Page excerpt =
=======
The functional pseudo-classes behave specially. The :not(), :is() and :has() functions do not add specificity themselves; instead they take the specificity of the most specific selector in their argument list. The :where() function is the opposite: it and everything inside it always count as zero, which makes it ideal for low-specificity defaults that are easy to override. Note that inline style attributes and the !important flag sit above this whole system and are not part of the (a, b, c) score at all.
When to use it
- Working out why a CSS rule you wrote is being ignored and another rule is winning instead.
- Comparing two competing selectors to see which one the browser will apply.
- Refactoring a bloated stylesheet to lower specificity so overrides become easier.
- Teaching or learning the cascade by experimenting with how each part of a selector scores.
- Auditing a design system to keep component styles at a predictable, low specificity using :where().
How to use the CSS Specificity Calculator
- Type or paste a CSS selector into the input box.
- Read the (a, b, c) tuple shown at the top: a = IDs, b = classes / attributes / pseudo-classes, c = elements / pseudo-elements.
- Check the "What counted" list to see exactly which token added to which column.
=======
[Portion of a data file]
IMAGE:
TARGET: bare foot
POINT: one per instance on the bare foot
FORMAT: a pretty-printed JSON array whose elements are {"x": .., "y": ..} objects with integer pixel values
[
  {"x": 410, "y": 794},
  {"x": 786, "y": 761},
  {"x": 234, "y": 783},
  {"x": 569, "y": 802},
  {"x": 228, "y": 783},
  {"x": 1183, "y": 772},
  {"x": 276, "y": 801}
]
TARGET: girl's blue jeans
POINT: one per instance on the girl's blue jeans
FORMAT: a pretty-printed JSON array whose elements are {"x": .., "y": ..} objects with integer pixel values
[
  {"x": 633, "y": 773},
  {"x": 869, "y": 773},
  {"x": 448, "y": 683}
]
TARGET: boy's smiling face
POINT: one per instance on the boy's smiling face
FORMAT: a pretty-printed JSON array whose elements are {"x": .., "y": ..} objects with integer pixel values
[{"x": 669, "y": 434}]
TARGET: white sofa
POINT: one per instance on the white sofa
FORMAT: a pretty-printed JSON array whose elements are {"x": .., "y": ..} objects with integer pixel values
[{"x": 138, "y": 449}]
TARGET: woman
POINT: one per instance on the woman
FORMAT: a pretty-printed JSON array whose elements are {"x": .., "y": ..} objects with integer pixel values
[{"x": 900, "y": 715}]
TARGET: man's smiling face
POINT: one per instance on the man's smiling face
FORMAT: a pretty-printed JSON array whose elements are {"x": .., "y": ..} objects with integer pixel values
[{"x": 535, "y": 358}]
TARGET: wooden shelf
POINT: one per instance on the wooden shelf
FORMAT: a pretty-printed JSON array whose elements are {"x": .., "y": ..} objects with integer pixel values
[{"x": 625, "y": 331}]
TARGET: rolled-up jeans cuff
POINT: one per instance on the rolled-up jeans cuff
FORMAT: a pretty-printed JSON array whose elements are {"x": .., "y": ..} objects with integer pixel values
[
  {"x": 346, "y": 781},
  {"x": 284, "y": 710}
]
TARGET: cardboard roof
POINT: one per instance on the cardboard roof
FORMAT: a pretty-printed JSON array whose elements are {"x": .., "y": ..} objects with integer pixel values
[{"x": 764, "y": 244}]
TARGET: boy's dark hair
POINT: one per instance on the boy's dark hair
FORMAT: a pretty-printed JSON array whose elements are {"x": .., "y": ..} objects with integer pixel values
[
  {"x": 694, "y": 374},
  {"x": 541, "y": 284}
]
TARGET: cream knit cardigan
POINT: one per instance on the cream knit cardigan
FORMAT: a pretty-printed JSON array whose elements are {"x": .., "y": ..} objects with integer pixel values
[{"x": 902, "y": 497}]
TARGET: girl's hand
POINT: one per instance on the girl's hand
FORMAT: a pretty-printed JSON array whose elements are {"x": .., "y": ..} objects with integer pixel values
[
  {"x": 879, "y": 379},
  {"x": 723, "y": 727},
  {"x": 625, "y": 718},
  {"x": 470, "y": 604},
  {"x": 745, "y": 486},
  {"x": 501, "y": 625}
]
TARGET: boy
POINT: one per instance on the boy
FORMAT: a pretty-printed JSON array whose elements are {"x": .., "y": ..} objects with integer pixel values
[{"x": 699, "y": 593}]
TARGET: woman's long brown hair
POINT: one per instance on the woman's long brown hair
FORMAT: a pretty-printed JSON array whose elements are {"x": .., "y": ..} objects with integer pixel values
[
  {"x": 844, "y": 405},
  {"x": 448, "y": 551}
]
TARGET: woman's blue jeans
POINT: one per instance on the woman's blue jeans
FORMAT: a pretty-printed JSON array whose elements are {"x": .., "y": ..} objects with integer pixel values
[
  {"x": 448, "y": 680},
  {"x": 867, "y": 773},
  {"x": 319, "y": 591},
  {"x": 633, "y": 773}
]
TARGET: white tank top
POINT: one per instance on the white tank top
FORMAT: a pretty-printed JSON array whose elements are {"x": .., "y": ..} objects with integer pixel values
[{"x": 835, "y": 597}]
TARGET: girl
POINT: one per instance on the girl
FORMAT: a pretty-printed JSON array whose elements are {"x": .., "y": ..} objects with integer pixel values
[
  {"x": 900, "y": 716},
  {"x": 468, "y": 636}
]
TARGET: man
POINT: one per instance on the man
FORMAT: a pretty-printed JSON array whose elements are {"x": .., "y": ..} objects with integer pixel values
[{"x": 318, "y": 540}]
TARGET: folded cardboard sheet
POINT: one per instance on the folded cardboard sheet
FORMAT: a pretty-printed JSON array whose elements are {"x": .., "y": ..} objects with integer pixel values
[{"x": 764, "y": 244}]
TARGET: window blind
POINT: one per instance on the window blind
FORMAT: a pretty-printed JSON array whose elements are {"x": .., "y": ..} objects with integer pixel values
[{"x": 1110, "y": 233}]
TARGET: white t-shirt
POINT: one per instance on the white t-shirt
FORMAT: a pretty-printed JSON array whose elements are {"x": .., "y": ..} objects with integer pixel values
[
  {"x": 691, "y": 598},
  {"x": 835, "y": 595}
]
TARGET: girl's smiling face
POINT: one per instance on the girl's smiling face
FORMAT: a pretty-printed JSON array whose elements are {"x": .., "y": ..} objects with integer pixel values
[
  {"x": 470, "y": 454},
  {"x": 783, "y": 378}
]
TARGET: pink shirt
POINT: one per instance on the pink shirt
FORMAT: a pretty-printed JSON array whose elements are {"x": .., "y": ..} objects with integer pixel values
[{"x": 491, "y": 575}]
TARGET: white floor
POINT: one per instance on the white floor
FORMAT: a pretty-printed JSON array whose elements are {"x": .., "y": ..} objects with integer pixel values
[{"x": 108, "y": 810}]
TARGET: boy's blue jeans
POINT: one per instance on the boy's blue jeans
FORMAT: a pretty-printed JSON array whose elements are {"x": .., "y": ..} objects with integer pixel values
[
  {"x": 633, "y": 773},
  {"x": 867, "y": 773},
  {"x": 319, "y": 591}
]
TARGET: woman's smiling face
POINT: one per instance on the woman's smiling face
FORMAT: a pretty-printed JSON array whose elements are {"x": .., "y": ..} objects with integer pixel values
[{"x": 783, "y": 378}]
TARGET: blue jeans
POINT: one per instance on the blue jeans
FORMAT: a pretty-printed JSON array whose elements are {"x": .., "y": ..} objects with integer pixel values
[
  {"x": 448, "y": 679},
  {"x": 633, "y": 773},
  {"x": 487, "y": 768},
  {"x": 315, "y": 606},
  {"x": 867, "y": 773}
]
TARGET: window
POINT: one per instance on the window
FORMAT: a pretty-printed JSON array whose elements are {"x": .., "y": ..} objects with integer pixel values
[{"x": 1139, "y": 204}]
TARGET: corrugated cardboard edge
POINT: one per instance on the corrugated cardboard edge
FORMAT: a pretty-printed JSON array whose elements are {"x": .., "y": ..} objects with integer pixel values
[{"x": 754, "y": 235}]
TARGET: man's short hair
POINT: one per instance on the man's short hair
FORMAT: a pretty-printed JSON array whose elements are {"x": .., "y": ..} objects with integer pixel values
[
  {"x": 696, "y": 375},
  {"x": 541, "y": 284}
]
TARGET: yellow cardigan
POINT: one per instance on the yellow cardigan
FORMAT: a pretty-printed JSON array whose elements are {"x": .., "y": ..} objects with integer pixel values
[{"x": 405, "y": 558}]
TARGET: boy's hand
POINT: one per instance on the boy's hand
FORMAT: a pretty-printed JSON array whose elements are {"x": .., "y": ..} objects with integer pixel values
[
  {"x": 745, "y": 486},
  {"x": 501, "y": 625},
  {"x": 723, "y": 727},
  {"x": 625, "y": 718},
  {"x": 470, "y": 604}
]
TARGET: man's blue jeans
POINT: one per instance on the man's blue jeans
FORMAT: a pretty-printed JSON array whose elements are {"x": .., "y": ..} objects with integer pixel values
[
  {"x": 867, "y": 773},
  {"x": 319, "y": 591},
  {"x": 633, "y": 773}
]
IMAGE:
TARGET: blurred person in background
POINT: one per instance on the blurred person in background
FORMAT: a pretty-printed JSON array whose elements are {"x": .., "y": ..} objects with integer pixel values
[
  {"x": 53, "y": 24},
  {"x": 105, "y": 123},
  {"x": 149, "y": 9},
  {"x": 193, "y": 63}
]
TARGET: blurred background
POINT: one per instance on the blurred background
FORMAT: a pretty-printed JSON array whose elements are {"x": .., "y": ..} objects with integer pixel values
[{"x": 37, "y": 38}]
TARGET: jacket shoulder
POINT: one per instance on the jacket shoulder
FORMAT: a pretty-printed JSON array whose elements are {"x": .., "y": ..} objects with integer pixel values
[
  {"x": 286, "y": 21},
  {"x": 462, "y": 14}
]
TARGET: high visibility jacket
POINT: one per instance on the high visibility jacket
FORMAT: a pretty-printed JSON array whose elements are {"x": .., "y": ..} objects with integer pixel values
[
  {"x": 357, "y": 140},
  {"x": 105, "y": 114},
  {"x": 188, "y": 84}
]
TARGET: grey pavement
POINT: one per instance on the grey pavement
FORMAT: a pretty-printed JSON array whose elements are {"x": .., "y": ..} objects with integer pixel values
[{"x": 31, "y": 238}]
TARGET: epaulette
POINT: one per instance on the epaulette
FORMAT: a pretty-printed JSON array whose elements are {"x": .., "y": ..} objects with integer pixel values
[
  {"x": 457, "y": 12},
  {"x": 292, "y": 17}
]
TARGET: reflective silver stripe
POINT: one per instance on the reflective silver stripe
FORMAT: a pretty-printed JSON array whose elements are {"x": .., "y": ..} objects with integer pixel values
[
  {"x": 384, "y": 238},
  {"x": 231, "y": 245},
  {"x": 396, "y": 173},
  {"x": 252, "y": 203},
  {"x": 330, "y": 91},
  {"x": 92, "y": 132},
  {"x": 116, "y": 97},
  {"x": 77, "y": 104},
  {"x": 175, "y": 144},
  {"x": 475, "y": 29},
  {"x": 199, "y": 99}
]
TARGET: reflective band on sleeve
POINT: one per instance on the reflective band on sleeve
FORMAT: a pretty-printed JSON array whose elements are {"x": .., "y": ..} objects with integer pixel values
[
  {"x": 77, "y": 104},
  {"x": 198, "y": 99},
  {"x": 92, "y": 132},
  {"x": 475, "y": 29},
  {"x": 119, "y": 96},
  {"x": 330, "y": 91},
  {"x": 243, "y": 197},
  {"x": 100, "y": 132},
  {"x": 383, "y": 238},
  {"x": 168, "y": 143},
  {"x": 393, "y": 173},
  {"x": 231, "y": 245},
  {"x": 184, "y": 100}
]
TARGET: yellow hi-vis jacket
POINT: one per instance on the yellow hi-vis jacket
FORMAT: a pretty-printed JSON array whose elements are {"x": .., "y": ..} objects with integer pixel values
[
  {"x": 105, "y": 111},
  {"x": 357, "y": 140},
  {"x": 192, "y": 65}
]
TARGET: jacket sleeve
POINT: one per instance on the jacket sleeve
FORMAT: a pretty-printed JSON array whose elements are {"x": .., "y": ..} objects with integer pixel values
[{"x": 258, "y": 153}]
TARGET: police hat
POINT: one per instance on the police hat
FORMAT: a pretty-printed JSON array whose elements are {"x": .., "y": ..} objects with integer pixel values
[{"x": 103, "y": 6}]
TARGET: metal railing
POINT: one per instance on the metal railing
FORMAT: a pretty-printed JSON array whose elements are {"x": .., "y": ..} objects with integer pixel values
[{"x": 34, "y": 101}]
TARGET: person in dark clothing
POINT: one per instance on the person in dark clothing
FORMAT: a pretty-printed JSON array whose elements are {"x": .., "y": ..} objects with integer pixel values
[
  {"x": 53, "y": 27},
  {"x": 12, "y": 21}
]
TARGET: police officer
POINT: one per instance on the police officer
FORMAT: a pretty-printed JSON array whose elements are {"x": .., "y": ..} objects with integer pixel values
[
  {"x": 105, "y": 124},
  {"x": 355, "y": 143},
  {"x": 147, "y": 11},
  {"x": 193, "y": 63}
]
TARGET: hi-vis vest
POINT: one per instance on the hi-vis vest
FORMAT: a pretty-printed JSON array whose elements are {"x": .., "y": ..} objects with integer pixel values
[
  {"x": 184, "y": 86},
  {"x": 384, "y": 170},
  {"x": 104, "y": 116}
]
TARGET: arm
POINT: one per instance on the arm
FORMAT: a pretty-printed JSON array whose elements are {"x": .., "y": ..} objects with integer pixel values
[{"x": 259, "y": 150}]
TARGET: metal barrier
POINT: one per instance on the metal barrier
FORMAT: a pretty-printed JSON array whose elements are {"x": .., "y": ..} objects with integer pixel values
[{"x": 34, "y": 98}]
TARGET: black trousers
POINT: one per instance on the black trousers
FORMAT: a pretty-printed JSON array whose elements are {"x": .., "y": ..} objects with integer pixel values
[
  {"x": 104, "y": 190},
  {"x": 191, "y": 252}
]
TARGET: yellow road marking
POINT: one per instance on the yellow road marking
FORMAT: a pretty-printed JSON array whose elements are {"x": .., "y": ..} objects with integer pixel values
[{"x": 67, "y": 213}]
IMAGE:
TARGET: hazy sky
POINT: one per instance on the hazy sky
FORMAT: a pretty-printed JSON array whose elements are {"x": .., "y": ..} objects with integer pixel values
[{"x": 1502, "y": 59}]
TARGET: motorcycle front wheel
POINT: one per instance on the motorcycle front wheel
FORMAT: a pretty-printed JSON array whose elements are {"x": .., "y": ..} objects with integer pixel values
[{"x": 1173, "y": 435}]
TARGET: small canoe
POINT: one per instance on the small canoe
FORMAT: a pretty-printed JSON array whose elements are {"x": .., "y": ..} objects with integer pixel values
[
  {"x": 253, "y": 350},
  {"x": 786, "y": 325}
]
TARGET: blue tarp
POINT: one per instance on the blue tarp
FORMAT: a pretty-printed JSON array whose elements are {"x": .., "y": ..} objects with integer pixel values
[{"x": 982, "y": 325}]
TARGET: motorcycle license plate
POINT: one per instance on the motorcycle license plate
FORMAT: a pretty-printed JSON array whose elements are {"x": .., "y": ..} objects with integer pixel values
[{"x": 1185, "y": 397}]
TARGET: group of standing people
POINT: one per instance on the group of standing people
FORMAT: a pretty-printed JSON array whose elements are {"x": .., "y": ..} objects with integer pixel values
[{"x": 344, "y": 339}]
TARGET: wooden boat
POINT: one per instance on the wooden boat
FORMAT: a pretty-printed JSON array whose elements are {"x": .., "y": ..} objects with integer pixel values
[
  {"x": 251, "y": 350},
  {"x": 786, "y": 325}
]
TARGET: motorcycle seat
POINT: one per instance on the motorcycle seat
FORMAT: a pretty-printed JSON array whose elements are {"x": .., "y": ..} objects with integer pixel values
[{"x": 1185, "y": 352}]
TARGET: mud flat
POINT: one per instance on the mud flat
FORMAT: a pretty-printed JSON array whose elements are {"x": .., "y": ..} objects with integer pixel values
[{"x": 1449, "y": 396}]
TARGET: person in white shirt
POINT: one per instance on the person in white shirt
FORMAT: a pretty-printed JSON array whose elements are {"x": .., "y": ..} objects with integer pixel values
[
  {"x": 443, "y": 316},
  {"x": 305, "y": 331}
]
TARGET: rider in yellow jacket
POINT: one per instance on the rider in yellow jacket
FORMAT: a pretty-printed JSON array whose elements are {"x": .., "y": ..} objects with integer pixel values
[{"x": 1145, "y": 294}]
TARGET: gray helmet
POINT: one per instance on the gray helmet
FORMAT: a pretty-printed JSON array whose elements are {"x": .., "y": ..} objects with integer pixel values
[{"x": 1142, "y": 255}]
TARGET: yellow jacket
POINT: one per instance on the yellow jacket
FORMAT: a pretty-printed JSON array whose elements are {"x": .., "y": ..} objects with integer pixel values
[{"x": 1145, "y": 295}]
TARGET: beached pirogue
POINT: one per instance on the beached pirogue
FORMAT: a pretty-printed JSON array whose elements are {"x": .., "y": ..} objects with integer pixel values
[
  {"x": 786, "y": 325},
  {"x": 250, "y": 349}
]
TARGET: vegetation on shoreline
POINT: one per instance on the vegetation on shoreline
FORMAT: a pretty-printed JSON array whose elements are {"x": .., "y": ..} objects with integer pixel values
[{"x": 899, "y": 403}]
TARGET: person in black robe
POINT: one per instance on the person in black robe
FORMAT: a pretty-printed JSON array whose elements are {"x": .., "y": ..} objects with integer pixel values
=======
What is expected = Extract the entire CSS specificity passage word for word, from its first line to its last. The rows aren't needed for anything here.

Written response =
The functional pseudo-classes behave specially. The :not(), :is() and :has() functions do not add specificity themselves; instead they take the specificity of the most specific selector in their argument list. The :where() function is the opposite: it and everything inside it always count as zero, which makes it ideal for low-specificity defaults that are easy to override. Note that inline style attributes and the !important flag sit above this whole system and are not part of the (a, b, c) score at all.
When to use it
- Working out why a CSS rule you wrote is being ignored and another rule is winning instead.
- Comparing two competing selectors to see which one the browser will apply.
- Refactoring a bloated stylesheet to lower specificity so overrides become easier.
- Teaching or learning the cascade by experimenting with how each part of a selector scores.
- Auditing a design system to keep component styles at a predictable, low specificity using :where().
How to use the CSS Specificity Calculator
- Type or paste a CSS selector into the input box.
- Read the (a, b, c) tuple shown at the top: a = IDs, b = classes / attributes / pseudo-classes, c = elements / pseudo-elements.
- Check the "What counted" list to see exactly which token added to which column.